### SOURCE PASSAGE
++++++

Happy Saint Patrick’s day…

Most people will probably be looking for something green here.

But I have nothing.

I’m not at home in Ireland today. I’ve celebrating my fourteenth Saint Patrick’s day off the island.

I might have a pint in an Irish pub.

I might not.

It will be a fairly busy day and it won’t bother me either way.

I’ll have a dram of whiskey at home in the evening. I’ve a nice 12 year old Jameson I got for xmas sitting here.

Just like I’m having a dram of Black Bush right now.

Everyone here expects me to do something special, though. I tell them I never did anything special at home, bar go out on a Monday rather than a Saturday. And have to drink on the street because there’s no room in Mulligan’s. And the Gardaí let us drink on the street just this once.

Here I can drink on the street any day of the week. It’s usually sunny, ever bar has a terrace, and you can take your drink up the street and sit down on the pavement in the sun and nobody will say boo.

Every weekend would put our St. Patrick’s tolerance of street revelry at home to shame.

Trying to describe what we do at home is fairly hollow compared to what people have experienced here in the realm of festivals. My forthcoming novella under the name JD Martin’s, One Night in Pamplona will give you a hint of the mayhem…

But then I haven’t been home in a decade for the day.

And certainly won’t be wearing green.

I don’t actually have any green clothes – bar my hiking/hunting gear.

I don’t like soccer, or rugby or GAA, so I have never worn a football shirt in my life. And I don’t intend to start now.

To be honest, I’d feel like a bit of a tool if I put something on just for the day.

++++++

### DATASET CONTENT
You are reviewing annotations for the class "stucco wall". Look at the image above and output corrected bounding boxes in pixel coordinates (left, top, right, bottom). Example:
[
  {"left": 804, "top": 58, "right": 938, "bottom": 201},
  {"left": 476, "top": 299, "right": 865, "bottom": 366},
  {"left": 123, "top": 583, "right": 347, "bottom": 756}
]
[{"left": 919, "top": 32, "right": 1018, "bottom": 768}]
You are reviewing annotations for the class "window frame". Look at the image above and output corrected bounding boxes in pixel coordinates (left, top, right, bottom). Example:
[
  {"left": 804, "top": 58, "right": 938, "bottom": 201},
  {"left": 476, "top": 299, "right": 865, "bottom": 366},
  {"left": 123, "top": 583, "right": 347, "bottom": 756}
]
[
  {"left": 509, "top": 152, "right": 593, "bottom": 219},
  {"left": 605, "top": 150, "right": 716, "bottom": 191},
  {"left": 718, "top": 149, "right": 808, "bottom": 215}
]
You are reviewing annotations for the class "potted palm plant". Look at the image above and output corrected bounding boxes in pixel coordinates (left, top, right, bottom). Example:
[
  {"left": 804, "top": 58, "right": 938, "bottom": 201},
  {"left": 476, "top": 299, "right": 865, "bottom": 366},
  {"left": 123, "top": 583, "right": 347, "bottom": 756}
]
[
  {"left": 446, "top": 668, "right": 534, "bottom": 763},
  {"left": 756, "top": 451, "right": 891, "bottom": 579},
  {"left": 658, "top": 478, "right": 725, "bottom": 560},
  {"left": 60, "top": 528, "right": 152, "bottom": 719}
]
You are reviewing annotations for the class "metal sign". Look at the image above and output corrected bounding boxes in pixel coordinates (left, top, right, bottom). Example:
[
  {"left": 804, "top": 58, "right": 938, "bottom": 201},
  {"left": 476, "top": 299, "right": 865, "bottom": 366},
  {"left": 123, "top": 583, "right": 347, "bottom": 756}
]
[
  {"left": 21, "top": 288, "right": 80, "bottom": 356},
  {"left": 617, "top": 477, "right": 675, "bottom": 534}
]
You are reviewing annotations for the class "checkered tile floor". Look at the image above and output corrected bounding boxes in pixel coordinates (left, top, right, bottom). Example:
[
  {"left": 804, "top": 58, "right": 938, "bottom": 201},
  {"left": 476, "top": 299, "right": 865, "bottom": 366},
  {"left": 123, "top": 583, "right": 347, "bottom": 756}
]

++++++

### PROBLEM STATEMENT
Answer these questions from the Saint Patrick's Day post:
(a) Which whiskey is the writer drinking at the time of writing?
(b) Which pub has no room, forcing people to drink on the street?
(c) What is the only green clothing the writer owns?

### TASK ANSWER
(a) Black Bush.
(b) Mulligan's.
(c) Hiking/hunting gear.